Textauszug:
Manuel Gasser wurde gelesen und diskutiert, bewundert und angegriffen. Er war als Buchautor, Mitbegründer und Feuilletonchef der „Weltwoche“, dann als Chefredaktor des „Du“ ein Entdecker, Förderer und Richter. Sein Wort, ob es Zustimmung fand oder Ablehnung, hatte Gewicht. In der kulturellen Schweiz und darüber hinaus war Manuel Gasser, 1909 in Zürich geboren und dort 1979 gestorben, eine Geistesgrösse und eine Grösse, an der sich die Geister schieden. Das nahm er, noch zur Generation der mit aller Selbstverständlichkeit herrschenden Chefredaktoren gehörend, souverän hin. Im Urteil von Friedrich Dürrenmatt war Manuel Gassers „Liebe zur Kunst eine Kunst der Liebe“.
Intensive und spürsinnige Recherche
Leben und Wirken drängten sich für eine Biografie auf. Mit einem Geleitwort von Klara Obermüller liegt sie nun aus der Hand von David Streiff vor.
Es wird hier die lebensbeschreibende Arbeit gewürdigt und allenfalls indirekt Manuel Gasser. Was David Streiff nach seinem Rücktritt als Direktor des Bundesamtes für Kultur in neunjähriger Anstrengung leistete, verdient höchste Anerkennung: für die Ausdauer, das Streben nach Genauigkeit der Fakten, für den Willen, eine starke, facettenreiche und widersprüchliche Persönlichkeit zu erfassen.
Aus der Haltung, die David Streiff einnahm, wurde es eine leseleichte Hommage, aus der Pflichterfüllung als Kunsthistoriker eine klar geordnete, Licht und Schatten gerecht verteilende Biografie.
Er zog das veröffentlichte Werk Manuel Gassers heran, das Klara Obermüller und Manfred Hoppe nachgelassene, nicht purifizierte und jetzt erstmals ausgewertete Privatarchiv samt einer ausgedehnten Privatkorrespondenz, schliesslich die Gerichtsakten des Ehrverletzungsprozesses, den der Schriftsteller Bernard von Brentano gegen Manuel Gasser obsiegend führte, und Sekundärliteratur. Zur immensen Recherche kamen an die dreissig Gespräche mit Zeitzeugen und Detailnachforschungen hinzu.
Gesellschaftlicher Wandel im Blick
Als sich David Streiff, Präsident der Fotostiftung Schweiz, mit dem fotografischen Schaffen des Bildhauers Karl Geiser befasste, stiess er immer wieder auf Manuel Gasser als dessen Förderer und Auftraggeber. Das war der Auslöser, sich für ihn, dem er persönlich nie begegnete, näher zu interessieren. Gasser mit dem von ihm verantworteten „Du“ sei zudem, schreibt Streiff in der Einleitung zur Biografie, entscheidend gewesen für die Wahl der Kunstgeschichte als Studienfach.

Aufgabe 1: Nennen Sie sämtliche Personen, die im Textauszug mit Namen erwähnt werden.
Textauszug und Datensätze sind voneinander unabhängiges Material.

Zeilen aus einem Datensatz zum Zeigen
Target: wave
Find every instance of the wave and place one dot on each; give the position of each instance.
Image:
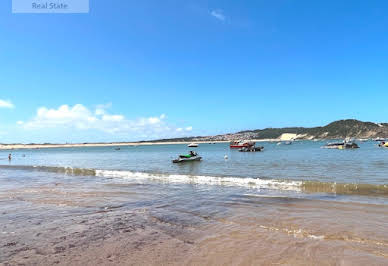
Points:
(300, 186)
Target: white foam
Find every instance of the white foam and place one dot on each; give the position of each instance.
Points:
(207, 180)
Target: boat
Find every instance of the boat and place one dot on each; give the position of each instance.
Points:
(346, 144)
(241, 144)
(383, 144)
(251, 149)
(284, 143)
(192, 156)
(192, 145)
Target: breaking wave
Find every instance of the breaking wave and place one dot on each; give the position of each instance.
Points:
(257, 183)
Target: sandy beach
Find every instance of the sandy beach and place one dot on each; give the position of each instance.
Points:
(63, 223)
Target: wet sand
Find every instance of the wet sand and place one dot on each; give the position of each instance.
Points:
(66, 222)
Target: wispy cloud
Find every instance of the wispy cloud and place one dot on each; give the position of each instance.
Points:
(218, 14)
(6, 104)
(80, 118)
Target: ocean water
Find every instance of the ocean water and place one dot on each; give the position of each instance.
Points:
(332, 204)
(302, 167)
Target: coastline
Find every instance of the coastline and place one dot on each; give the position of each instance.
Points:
(112, 144)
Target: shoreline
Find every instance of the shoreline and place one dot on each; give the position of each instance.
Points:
(113, 144)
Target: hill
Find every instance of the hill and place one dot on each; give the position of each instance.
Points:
(335, 130)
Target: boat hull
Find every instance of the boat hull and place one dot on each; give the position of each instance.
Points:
(184, 160)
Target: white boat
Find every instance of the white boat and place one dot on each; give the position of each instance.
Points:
(192, 145)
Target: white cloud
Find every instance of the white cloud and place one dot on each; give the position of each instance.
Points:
(80, 118)
(6, 104)
(218, 14)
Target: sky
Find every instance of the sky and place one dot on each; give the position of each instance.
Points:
(139, 70)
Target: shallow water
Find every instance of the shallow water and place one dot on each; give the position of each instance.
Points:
(294, 204)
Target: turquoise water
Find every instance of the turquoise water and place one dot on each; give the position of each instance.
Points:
(303, 167)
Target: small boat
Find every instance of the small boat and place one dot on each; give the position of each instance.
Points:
(241, 144)
(383, 144)
(284, 143)
(346, 144)
(251, 149)
(192, 145)
(192, 156)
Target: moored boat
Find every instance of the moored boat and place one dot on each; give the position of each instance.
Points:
(192, 156)
(192, 145)
(241, 144)
(251, 149)
(346, 144)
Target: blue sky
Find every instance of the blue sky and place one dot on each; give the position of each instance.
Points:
(133, 70)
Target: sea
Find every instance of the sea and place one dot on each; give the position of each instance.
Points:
(332, 203)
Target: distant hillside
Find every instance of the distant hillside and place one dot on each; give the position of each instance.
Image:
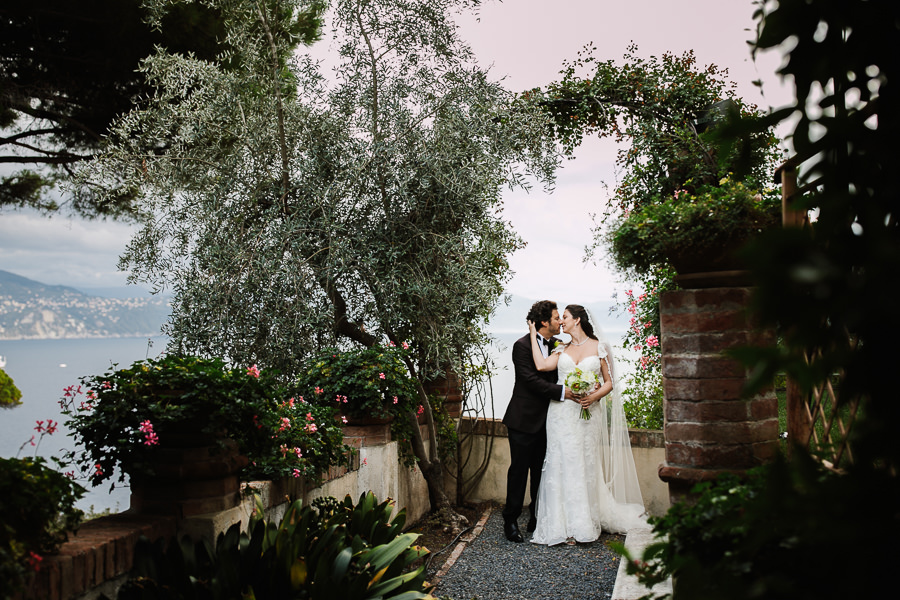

Aufgabe 2: Ersetzen Sie in den Datensätzen „Find“ durch „Locate“, und zwar im Abschnitt, der mit der Zeile beginnt, die „Target: blue sky“ enthält, und mit dem Ende der Datensätze schließt. Geben Sie nur diesen Abschnitt ansonsten unverändert wieder und lassen Sie die Bilder weg.

Schriftliche Antwort 1: Manuel Gasser, Friedrich Dürrenmatt, Klara Obermüller, David Streiff, Manfred Hoppe, Bernard von Brentano, Karl Geiser

Schriftliche Antwort 2:
Target: blue sky
Locate every instance of the blue sky and place one dot on each; give the position of each instance.
Points:
(133, 70)
Target: sea
Locate every instance of the sea and place one dot on each; give the position of each instance.
Points:
(332, 203)
Target: distant hillside
Locate every instance of the distant hillside and place one dot on each; give the position of each instance.
Image:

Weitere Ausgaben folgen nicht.